### Page extract
- Opening Delimiter -
Android in the Zoo: Chain-of-Action-Thought for GUI Agents
This addresses the challenge of improving GUI agent efficiency for smartphone automation, though it appears incremental by building on existing context modeling approaches.
The paper tackles the problem of GUI agents for smartphones by introducing Chain-of-Action-Thought (CoAT), which incorporates action thinking and outcomes into context modeling, significantly improving action prediction in zero-shot settings and enabling a 1B model to match the performance of an 18B model through fine-tuning on a new dataset.
Large language model (LLM) leads to a surge of autonomous GUI agents for smartphone, which completes a task triggered by natural language through predicting a sequence of actions of API. Even though the task highly relies on past actions and visual observations, existing studies typically consider little semantic information carried out by intermediate screenshots and screen operations. To address this, this work presents Chain-of-Action-Thought (dubbed CoAT), which takes the description of the previous actions, the current screen, and more importantly the action thinking of what actions should be performed and the outcomes led by the chosen action. We demonstrate that, in a zero-shot setting upon three off-the-shelf LMMs, CoAT significantly improves the action prediction compared to previous proposed context modeling. To further facilitate the research in this line, we construct a dataset Android-In-The-Zoo (AitZ), which contains 18,643 screen-action pairs together with chain-of-action-thought annotations. Experiments show that fine-tuning a 1B model (i.e. AUTO-UI-base) on our AitZ dataset achieves on-par performance with CogAgent-Chat-18B.
- Closing Delimiter -
### Information
- Opening Delimiter -
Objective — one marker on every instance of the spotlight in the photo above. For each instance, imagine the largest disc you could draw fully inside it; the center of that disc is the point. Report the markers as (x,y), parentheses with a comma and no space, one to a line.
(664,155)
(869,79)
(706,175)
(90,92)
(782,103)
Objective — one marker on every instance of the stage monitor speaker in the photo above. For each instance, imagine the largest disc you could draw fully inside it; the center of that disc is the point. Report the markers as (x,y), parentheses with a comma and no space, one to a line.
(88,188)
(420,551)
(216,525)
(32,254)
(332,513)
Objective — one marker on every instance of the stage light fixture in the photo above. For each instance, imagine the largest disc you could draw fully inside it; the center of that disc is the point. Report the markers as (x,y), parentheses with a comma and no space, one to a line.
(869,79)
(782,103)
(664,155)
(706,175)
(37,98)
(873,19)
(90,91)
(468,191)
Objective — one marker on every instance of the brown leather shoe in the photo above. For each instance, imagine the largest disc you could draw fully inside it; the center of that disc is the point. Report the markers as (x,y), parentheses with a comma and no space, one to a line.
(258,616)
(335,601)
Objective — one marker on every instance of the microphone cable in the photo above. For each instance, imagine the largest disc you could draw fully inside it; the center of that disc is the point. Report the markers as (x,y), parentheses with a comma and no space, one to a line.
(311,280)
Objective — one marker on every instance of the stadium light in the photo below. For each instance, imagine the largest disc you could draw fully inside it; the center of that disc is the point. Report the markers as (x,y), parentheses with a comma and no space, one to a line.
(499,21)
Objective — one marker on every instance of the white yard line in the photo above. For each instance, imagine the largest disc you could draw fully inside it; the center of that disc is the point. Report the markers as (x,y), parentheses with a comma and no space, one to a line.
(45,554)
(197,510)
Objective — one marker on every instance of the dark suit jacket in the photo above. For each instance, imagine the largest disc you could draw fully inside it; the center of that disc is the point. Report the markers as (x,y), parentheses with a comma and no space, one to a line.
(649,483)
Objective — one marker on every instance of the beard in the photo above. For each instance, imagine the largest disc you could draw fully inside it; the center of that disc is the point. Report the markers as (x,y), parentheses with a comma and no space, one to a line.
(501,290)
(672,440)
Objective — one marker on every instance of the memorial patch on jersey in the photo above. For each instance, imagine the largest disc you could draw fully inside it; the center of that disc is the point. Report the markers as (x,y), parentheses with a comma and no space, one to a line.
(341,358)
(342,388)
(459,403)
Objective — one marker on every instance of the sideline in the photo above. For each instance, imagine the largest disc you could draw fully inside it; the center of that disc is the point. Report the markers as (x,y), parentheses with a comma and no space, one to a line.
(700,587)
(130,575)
- Closing Delimiter -
### Exercise description
According to the page extract on Chain-of-Action-Thought above, how many screen-action pairs does the Android-In-The-Zoo (AitZ) dataset contain?

### Solution to this task
18,643 screen-action pairs.